WORK TO COMPLETE - The entries below need to be transcribed verbatim.

DATA SUPPLIED -
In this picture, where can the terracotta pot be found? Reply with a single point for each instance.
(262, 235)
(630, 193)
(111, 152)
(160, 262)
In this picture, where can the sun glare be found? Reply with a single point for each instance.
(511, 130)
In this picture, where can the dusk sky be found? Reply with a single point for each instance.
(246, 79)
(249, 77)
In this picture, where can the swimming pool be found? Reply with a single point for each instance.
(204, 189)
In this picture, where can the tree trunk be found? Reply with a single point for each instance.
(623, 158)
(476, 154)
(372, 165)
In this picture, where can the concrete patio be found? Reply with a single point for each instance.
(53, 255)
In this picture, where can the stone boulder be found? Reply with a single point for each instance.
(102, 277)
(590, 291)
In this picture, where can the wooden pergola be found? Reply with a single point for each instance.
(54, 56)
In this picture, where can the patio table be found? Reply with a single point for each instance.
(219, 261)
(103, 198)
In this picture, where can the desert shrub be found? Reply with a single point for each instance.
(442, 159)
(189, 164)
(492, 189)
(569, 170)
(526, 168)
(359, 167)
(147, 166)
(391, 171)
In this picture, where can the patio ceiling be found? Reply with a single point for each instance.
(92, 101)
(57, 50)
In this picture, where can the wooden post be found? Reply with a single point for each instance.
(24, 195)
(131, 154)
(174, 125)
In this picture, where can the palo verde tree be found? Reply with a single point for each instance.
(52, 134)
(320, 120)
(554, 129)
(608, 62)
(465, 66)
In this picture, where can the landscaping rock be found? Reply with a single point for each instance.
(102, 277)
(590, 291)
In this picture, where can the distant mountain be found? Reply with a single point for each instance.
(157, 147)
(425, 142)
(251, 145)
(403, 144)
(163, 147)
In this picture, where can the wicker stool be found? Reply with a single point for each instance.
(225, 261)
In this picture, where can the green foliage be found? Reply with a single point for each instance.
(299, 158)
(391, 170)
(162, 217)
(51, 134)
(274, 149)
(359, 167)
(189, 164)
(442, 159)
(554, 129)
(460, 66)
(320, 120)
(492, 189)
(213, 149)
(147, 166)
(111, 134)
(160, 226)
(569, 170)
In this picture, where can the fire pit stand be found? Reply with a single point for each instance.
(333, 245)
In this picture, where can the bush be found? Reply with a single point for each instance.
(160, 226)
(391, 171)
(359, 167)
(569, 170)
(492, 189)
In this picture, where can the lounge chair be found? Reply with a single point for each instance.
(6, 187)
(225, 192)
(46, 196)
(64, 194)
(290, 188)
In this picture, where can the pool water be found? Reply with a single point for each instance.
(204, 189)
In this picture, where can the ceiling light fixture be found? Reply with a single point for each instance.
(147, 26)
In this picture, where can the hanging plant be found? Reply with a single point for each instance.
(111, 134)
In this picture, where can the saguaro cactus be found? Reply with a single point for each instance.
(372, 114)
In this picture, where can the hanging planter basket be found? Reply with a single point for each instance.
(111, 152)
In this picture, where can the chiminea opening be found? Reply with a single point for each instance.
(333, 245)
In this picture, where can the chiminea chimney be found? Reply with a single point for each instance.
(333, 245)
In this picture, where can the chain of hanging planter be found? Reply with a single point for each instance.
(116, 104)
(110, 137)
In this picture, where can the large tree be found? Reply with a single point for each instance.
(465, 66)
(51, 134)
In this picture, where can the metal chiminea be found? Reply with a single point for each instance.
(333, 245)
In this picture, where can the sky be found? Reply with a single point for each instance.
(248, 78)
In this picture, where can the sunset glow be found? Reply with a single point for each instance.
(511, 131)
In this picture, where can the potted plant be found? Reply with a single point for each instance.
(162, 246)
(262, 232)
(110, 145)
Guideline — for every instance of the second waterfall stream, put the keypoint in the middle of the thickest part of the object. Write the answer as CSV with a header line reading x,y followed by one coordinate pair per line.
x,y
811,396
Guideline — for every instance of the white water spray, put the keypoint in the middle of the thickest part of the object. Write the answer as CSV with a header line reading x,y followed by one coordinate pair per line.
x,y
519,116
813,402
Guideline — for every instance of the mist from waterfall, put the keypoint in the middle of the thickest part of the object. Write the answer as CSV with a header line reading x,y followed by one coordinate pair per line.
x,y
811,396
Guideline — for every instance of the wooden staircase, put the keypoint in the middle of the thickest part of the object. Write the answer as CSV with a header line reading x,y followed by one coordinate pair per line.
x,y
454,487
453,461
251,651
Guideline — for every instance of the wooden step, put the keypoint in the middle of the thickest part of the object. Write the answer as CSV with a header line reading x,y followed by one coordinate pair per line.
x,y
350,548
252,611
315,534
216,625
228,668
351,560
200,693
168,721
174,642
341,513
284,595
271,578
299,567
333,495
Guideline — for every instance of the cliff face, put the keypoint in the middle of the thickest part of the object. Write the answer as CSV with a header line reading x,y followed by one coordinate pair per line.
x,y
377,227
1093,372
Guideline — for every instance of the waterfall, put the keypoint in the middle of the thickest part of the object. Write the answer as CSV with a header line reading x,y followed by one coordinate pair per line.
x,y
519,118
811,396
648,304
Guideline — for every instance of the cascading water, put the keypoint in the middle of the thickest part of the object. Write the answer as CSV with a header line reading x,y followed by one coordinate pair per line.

COMPLETED TASK -
In this picture, where can the terracotta pot be found? Reply with a single point for each instance.
(262, 235)
(630, 193)
(111, 152)
(160, 262)
In this picture, where can the sun glare be found? Reply with a single point for each instance.
(511, 130)
In this picture, where can the dusk sky be found? Reply with a single point for each instance.
(246, 79)
(249, 77)
In this picture, where can the swimming pool be found? Reply with a single point for each instance.
(204, 189)
In this picture, where can the tree trunk be found? Reply with a single point for each instance.
(623, 158)
(476, 154)
(372, 165)
In this picture, where can the concrete patio be found? Reply with a single point for each instance.
(53, 255)
In this picture, where can the stone boulder be found? Reply with a single point for each instance.
(102, 277)
(590, 291)
In this picture, where can the wooden pergola be found? Reply with a single point for each instance.
(54, 56)
In this picture, where can the patio table be found? Reply with a single point for each instance.
(219, 261)
(103, 198)
In this picture, where can the desert shrub be found? Reply with a single point for each instance.
(442, 159)
(189, 164)
(492, 189)
(569, 170)
(526, 168)
(359, 167)
(147, 166)
(391, 171)
In this picture, where can the patio ceiling be found? Reply with a single point for each instance.
(92, 101)
(57, 50)
In this picture, where can the wooden post be found? Reply with a single point for each instance.
(24, 195)
(131, 154)
(174, 125)
In this picture, where can the palo verde tree be found? Reply with a single point for each instance.
(52, 134)
(320, 120)
(554, 129)
(608, 62)
(465, 66)
In this picture, where can the landscaping rock be found? Reply with a single point for each instance.
(102, 277)
(590, 291)
In this picture, where can the distant mountain be found? Reply with a single point for each instance.
(157, 147)
(425, 142)
(251, 145)
(403, 144)
(163, 147)
In this picture, where can the wicker stool be found? Reply with a single point for each instance.
(225, 261)
In this picture, where can the green foliage be found? Reply with a single point for each instance.
(299, 158)
(391, 170)
(162, 217)
(51, 134)
(274, 149)
(359, 167)
(189, 164)
(442, 159)
(554, 129)
(460, 66)
(320, 120)
(492, 189)
(213, 149)
(147, 166)
(111, 134)
(160, 226)
(569, 170)
In this picture, where can the fire pit stand be found? Reply with a single point for each instance.
(333, 245)
In this picture, where can the bush be found? Reply with a single point for each instance.
(160, 226)
(391, 171)
(359, 167)
(569, 170)
(492, 189)
In this picture, where can the lounge chair be found? Reply with a single point for each instance.
(6, 187)
(225, 192)
(46, 196)
(64, 194)
(290, 188)
In this picture, where can the pool water be found? Reply with a single point for each instance.
(204, 189)
In this picture, where can the ceiling light fixture be found? Reply with a single point for each instance.
(147, 26)
In this picture, where can the hanging plant be found? Reply with a single point for each instance.
(111, 134)
In this picture, where can the saguaro cactus be found? Reply with a single point for each instance.
(372, 114)
In this picture, where can the hanging planter basket be found? Reply with a single point for each instance.
(111, 152)
In this picture, where can the chiminea opening be found? Reply with a single point for each instance.
(333, 245)
In this picture, where can the chiminea chimney be found? Reply with a single point for each instance.
(333, 245)
In this picture, where can the chain of hanging planter be found? Reply with a single point for each instance.
(116, 104)
(110, 137)
In this picture, where can the large tree be found? Reply with a single point for each instance.
(465, 66)
(51, 134)
In this picture, where can the metal chiminea be found? Reply with a single point for each instance.
(333, 245)
In this picture, where can the sky be found? Reply with a single point for each instance.
(248, 78)
In this picture, where can the sunset glow be found? Reply with a single point for each instance.
(511, 131)
In this picture, where can the potted plant be found? Reply with a single point for each instance.
(162, 246)
(262, 232)
(110, 145)
Guideline — for every instance of the second waterfall stream, put the keypoint in the middle of the thickest part of the object. Write the answer as CSV with a header line reading x,y followed by one coordinate pair per line.
x,y
811,396
Guideline — for every instance of the white water spray, put the keypoint in the middle of the thickest part of the object. Write the answer as CSV with a header line reading x,y followed by one coordinate pair per line.
x,y
519,116
813,402
Guideline — for every instance of the mist from waterfall, put the keypoint in the middle of the thickest part of the object. Write the answer as CSV with a header line reading x,y followed by one coordinate pair per line.
x,y
811,396
Guideline — for every instance of the wooden staircase, put the keypoint in the middle of the thickest part of the object. Write the answer as CSV with a header line reading x,y followed by one coordinate pair per line.
x,y
454,487
453,461
251,651
Guideline — for every instance of the wooden step, put the keypoint in the middle of the thickest part of the object. Write the answer as CSV with a header line reading x,y followed by one coordinate pair per line.
x,y
350,548
252,611
315,534
216,625
228,668
351,560
200,693
168,721
174,642
341,513
284,595
271,578
299,567
333,495
Guideline — for every instance of the cliff face, put the keypoint in the middle of the thickest part of the object. Write the answer as CSV with a header line reading x,y followed by one coordinate pair per line.
x,y
377,227
1093,372
Guideline — for every instance of the waterfall, put the keypoint in the middle of the thickest part of the object. Write the answer as CSV with a header line reading x,y followed by one coordinate pair per line.
x,y
519,118
811,396
648,304
Guideline — for every instance of the cascading water, put the keypoint in the middle of the thickest part of the object. Write the answer as CSV with a header line reading x,y followed by one coordinate pair per line.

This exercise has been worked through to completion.